=== Quoted passage ===
Second, the SF-95s fail to adequately inform USPS of what Plaintiffs seek in medical expenses. A plaintiff fails to meet the FTCA's sum certain requirement if he or she submits medical treatment records with no explanation as to the cost of the treatment. See Meehan v. Taylor, No. 12-4079, 2013 WL 4517943 (D.N.J. Aug. 26, 2013). While some of Plaintiffs' medical treatment records are accompanied by billing invoices, others are not.[4] For example, Ponce's SF-95 includes "Billing Sheets" from her physical therapist. ( See Opp., Ex I, pp. 29-60). However, the Billing Sheets itemize only the treatment received, not how much each treatment costs. Similarly, Denboske's SF-95 submission includes a diagnostic analysis of an MRI conducted on her shoulder, but neglects to indicate how much she was billed for those tests. ( See Opp., Ex A, pp. 64-66).
===
**To do**
List every personal surname that appears in the court passage above.
=== Excerpted records ===
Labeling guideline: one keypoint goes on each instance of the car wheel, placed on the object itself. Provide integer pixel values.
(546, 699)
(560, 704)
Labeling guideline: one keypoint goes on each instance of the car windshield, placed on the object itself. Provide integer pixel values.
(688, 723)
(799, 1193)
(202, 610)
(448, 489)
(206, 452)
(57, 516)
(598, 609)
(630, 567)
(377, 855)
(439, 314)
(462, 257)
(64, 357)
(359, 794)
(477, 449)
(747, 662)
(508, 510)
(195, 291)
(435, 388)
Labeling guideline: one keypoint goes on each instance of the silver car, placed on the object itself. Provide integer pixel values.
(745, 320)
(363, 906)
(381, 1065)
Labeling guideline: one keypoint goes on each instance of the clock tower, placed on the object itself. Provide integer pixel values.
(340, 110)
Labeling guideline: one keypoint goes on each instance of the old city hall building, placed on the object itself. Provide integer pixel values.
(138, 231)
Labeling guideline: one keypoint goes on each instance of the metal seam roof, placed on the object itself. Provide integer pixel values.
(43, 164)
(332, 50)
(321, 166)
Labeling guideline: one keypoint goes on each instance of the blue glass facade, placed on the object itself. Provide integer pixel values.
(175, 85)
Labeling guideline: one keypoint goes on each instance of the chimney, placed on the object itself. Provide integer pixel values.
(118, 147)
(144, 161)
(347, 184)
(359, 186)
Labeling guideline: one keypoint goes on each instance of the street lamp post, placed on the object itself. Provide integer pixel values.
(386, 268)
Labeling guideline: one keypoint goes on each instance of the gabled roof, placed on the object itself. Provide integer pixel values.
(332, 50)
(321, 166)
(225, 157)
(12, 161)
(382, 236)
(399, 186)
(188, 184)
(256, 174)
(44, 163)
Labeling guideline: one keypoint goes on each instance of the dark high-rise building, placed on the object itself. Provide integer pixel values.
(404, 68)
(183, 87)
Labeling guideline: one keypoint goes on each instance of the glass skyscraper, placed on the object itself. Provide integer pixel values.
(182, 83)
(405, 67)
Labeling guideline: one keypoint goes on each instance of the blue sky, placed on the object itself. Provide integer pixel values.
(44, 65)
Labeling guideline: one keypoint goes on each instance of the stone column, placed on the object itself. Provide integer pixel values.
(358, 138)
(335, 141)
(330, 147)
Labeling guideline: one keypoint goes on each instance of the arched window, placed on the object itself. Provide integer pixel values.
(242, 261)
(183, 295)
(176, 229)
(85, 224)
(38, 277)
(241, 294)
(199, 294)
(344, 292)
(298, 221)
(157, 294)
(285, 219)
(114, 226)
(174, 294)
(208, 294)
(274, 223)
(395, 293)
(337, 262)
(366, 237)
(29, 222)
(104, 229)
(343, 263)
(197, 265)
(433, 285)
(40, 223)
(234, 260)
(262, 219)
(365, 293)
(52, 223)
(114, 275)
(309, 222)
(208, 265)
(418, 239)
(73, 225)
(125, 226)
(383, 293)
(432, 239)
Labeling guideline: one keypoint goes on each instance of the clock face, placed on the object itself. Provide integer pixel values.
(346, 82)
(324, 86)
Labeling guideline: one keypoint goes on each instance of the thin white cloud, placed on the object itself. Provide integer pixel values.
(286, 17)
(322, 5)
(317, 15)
===
**Result below**
Meehan, Taylor, Ponce, Denboske